_Set exercise_.
Update the entries below by changing every "target phrase" to "query phrase" and leaving everything else as it is. Omit the pictures from your version.

Start of Supplied records

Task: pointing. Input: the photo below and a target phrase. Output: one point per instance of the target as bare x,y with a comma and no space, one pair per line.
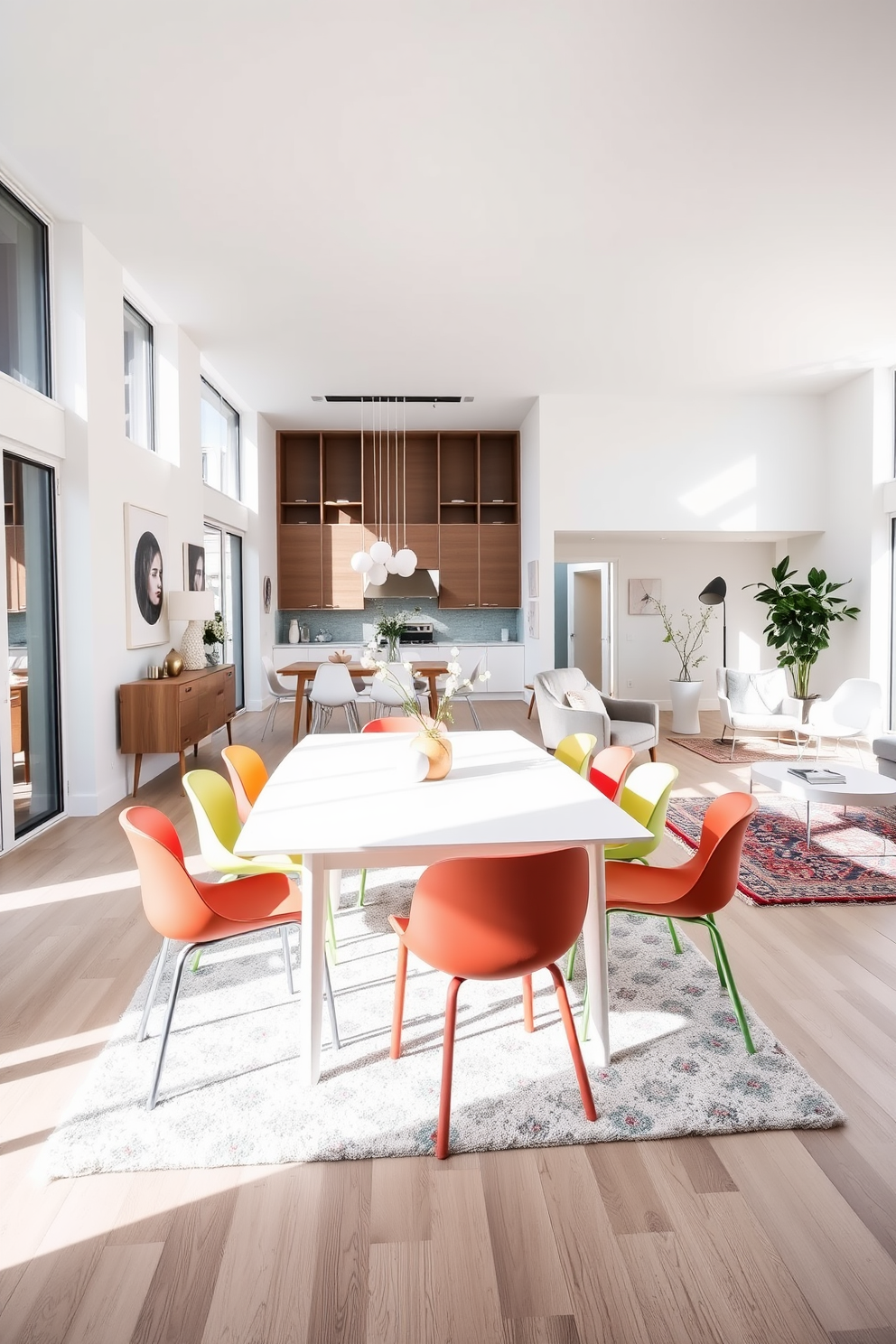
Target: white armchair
854,711
757,703
633,723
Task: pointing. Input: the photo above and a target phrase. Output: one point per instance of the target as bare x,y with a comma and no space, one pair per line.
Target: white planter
686,705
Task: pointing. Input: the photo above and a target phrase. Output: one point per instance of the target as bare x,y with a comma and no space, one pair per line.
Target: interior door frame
607,617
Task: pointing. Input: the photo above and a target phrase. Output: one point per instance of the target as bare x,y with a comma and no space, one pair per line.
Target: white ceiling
496,199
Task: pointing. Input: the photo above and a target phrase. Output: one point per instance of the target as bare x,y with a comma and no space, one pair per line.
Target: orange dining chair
402,723
182,909
490,919
609,770
696,890
247,777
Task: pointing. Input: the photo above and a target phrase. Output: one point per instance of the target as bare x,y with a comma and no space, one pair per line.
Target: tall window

End of Supplied records

_Solved exercise_.
Task: pointing. Input: the photo below and a query phrase. Output: one point per instance of the target as bare x,y with a comma and no space, one pair per line.
Target: white armchair
854,711
757,703
633,723
Task: pointing. Input: the photo above and a query phrase. Output: one point per instance of the target as bare x,y with a comma and no space, one pair per line.
Target: white planter
686,705
Task: pointing. Input: the photo above and a query phrase. Output: one point per instance of the target as bare x,y with a comma and no space, one pair per line.
Target: interior door frame
607,617
Task: pointing. Input: the photo above and a query phrase. Output: one point per instance of the target as bare x,y with a comma and no space, one pair per line.
Target: white ceiling
496,199
Task: pointing. Input: the photo above and a query phrase. Output: one point per instance of the target as bare x,y with a comma and no space, one pair per line.
Target: orange dining chair
402,723
182,909
490,919
609,770
696,890
247,777
Task: pointing. Input: the photo above and a query phrase. Output: one point per instance of the target as bare x,y with a comma and no space, one pair per line.
Target: tall window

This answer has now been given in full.